Goal of the exercise:
Each line of the data that includes "asphalt" must be copied.
START Records to use
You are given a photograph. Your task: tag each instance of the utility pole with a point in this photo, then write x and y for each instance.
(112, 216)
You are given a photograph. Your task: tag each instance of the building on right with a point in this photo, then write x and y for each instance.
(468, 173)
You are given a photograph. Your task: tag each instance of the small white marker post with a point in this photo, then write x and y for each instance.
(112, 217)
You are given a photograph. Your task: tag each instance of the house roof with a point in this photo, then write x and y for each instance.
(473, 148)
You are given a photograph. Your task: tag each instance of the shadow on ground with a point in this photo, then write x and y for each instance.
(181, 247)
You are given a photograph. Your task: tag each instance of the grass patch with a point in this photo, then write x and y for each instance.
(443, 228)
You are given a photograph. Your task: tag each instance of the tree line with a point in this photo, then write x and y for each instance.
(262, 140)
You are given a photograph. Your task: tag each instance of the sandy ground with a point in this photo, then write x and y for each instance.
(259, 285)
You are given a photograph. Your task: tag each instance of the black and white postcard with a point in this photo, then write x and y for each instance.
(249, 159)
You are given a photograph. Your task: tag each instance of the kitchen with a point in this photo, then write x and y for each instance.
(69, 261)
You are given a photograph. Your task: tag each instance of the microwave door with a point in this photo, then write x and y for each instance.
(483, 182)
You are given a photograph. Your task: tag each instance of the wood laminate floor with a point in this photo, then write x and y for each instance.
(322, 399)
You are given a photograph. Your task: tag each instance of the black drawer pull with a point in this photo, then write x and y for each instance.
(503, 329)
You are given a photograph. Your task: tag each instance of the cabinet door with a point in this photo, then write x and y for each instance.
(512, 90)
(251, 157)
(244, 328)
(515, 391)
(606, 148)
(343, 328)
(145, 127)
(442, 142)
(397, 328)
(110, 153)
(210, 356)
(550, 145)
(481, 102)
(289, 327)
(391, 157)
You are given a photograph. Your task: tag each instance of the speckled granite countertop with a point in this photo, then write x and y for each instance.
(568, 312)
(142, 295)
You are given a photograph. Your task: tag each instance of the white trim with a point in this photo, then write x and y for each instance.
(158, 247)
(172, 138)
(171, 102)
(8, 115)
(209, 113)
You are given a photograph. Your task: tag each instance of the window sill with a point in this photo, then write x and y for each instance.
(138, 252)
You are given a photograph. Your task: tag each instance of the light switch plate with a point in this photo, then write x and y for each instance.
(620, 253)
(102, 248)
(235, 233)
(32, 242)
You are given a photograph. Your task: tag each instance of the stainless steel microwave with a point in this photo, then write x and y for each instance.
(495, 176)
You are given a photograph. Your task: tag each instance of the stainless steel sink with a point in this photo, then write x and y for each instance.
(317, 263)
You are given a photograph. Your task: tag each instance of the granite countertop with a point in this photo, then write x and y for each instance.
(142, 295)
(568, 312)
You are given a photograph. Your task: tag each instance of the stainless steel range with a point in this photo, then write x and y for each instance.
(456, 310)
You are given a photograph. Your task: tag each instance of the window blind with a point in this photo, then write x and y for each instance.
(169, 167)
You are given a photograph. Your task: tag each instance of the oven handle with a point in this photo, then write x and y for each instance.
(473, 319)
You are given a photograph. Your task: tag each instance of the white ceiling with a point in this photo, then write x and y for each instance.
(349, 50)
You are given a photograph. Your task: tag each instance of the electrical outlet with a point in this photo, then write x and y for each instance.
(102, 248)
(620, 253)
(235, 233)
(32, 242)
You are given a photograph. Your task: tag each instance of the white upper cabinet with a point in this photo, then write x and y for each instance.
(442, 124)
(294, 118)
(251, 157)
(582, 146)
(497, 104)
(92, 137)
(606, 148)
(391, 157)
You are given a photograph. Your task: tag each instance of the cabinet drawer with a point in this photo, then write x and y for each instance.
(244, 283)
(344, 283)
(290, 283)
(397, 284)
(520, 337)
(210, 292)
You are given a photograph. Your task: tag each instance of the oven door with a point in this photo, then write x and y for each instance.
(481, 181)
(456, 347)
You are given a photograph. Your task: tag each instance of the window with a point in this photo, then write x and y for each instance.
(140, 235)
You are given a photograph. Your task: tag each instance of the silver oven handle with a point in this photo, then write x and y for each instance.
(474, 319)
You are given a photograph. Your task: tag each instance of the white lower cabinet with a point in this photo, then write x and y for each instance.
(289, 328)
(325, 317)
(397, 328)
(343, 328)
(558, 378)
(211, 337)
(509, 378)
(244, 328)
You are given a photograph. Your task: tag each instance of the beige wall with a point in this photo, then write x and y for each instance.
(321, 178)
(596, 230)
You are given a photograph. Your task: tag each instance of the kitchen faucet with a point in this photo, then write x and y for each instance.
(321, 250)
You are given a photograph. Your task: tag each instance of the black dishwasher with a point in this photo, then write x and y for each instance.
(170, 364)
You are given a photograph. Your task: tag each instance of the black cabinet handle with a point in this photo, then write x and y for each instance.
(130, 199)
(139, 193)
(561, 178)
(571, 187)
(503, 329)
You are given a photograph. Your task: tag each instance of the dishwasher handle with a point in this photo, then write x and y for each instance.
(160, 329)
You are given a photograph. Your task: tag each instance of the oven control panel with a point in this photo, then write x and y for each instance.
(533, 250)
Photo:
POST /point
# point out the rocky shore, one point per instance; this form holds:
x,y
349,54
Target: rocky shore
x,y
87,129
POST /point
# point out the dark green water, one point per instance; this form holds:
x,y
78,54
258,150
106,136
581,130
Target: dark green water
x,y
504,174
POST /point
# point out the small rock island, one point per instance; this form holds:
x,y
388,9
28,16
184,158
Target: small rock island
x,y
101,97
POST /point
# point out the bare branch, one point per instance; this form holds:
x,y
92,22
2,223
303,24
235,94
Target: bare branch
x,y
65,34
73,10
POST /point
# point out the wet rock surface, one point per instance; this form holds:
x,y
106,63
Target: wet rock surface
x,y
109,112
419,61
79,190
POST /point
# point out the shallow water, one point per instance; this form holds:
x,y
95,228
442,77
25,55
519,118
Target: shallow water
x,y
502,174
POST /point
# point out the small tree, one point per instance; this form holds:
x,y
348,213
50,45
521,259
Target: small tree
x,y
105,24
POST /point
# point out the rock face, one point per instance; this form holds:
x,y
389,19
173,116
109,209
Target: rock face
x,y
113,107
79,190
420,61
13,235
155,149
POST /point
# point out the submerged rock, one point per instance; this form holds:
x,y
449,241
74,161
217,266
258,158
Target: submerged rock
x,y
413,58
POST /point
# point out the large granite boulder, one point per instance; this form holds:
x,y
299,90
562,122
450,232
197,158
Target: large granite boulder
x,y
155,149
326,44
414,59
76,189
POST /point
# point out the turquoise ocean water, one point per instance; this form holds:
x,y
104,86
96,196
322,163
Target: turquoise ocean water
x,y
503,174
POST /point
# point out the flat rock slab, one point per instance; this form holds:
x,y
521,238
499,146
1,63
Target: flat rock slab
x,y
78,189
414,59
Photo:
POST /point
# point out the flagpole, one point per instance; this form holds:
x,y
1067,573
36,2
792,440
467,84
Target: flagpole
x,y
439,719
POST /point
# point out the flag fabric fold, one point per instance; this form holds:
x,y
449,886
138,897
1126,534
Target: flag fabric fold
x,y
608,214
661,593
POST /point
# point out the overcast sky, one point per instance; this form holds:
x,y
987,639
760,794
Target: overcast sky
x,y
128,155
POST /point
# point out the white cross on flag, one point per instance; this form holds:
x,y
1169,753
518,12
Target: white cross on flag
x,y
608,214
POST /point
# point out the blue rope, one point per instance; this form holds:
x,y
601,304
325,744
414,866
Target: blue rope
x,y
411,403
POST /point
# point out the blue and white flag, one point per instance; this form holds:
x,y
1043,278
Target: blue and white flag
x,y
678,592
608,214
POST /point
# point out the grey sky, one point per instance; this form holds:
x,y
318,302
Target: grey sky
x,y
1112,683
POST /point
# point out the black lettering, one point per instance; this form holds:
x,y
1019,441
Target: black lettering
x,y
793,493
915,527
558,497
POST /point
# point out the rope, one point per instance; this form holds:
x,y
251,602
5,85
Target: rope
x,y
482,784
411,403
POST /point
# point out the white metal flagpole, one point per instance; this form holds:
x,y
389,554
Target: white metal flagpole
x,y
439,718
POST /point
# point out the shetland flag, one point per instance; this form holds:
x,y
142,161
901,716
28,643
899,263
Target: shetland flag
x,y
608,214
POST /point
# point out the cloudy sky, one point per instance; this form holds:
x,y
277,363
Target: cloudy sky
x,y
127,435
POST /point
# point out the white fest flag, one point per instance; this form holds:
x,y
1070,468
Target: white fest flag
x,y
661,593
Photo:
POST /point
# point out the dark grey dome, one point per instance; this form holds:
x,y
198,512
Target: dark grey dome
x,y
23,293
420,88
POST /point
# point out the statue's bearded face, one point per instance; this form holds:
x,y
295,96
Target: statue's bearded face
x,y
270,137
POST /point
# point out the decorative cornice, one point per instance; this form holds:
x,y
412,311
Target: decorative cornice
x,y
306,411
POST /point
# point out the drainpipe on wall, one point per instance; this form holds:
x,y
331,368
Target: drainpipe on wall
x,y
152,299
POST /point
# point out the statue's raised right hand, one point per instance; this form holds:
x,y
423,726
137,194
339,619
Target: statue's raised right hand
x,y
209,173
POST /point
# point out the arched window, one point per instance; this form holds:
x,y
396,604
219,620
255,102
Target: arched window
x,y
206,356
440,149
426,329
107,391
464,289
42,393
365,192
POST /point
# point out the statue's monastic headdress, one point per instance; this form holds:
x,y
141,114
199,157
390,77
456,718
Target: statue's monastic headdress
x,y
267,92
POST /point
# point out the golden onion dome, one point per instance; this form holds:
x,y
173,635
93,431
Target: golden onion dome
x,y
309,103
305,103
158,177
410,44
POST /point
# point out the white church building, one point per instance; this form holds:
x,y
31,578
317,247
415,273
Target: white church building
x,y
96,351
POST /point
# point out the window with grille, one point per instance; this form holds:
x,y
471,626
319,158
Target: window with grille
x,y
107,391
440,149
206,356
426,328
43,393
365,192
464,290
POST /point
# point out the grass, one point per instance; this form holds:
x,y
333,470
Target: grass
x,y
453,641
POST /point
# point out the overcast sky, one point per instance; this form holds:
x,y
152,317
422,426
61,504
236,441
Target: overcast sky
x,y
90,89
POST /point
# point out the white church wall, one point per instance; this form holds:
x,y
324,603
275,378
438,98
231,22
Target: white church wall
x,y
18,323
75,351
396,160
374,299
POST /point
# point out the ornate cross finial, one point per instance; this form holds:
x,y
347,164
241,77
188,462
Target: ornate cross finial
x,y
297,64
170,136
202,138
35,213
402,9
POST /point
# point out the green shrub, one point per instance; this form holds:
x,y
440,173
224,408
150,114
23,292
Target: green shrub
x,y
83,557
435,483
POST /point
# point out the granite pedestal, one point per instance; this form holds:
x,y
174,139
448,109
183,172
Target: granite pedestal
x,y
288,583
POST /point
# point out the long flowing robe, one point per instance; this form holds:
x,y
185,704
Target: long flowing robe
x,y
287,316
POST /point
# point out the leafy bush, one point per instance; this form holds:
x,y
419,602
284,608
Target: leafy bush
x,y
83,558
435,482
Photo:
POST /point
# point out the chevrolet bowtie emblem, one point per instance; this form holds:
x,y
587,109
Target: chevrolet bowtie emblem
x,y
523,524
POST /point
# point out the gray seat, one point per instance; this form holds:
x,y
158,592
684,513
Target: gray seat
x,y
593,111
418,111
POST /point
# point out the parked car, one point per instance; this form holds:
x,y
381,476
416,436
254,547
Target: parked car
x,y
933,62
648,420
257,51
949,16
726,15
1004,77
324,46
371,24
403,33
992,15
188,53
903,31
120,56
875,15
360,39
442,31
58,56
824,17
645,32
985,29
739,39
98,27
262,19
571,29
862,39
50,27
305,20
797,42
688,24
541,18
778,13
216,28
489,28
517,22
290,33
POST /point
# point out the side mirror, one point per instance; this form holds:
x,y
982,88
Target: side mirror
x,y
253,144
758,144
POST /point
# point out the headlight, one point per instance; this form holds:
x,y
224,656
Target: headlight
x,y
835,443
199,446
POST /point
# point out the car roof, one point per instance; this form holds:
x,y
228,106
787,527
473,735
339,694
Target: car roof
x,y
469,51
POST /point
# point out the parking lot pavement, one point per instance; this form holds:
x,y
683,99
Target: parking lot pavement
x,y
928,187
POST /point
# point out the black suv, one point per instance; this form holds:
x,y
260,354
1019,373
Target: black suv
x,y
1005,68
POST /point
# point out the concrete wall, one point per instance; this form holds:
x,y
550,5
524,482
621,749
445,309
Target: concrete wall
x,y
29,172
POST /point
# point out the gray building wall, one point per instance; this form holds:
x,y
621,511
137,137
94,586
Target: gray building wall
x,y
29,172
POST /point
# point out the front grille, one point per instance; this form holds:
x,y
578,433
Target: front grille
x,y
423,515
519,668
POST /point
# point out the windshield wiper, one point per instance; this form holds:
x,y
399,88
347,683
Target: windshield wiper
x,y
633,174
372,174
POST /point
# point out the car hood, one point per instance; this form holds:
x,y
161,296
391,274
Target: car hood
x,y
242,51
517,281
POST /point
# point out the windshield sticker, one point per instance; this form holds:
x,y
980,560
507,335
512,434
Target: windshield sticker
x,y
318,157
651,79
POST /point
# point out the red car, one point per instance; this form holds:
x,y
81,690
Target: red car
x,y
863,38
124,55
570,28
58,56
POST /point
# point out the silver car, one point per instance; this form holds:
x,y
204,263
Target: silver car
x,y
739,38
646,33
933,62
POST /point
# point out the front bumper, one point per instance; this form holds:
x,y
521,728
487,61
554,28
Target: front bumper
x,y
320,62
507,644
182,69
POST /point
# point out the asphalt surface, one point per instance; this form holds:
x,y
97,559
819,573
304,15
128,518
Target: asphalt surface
END Records to use
Answer box:
# point out the asphalt surface, one point per instance; this form holds:
Target: asphalt surface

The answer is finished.